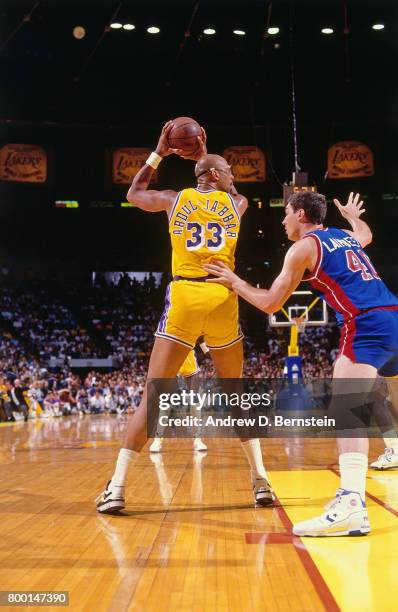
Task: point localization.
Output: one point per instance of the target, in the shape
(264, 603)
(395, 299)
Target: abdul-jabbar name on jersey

::::

→ Directions for this task: Lines that contain "point" are the result; find them in the entries above and copy each one.

→ Answer area:
Task: point localization.
Output: one point per instance of the target, in the shape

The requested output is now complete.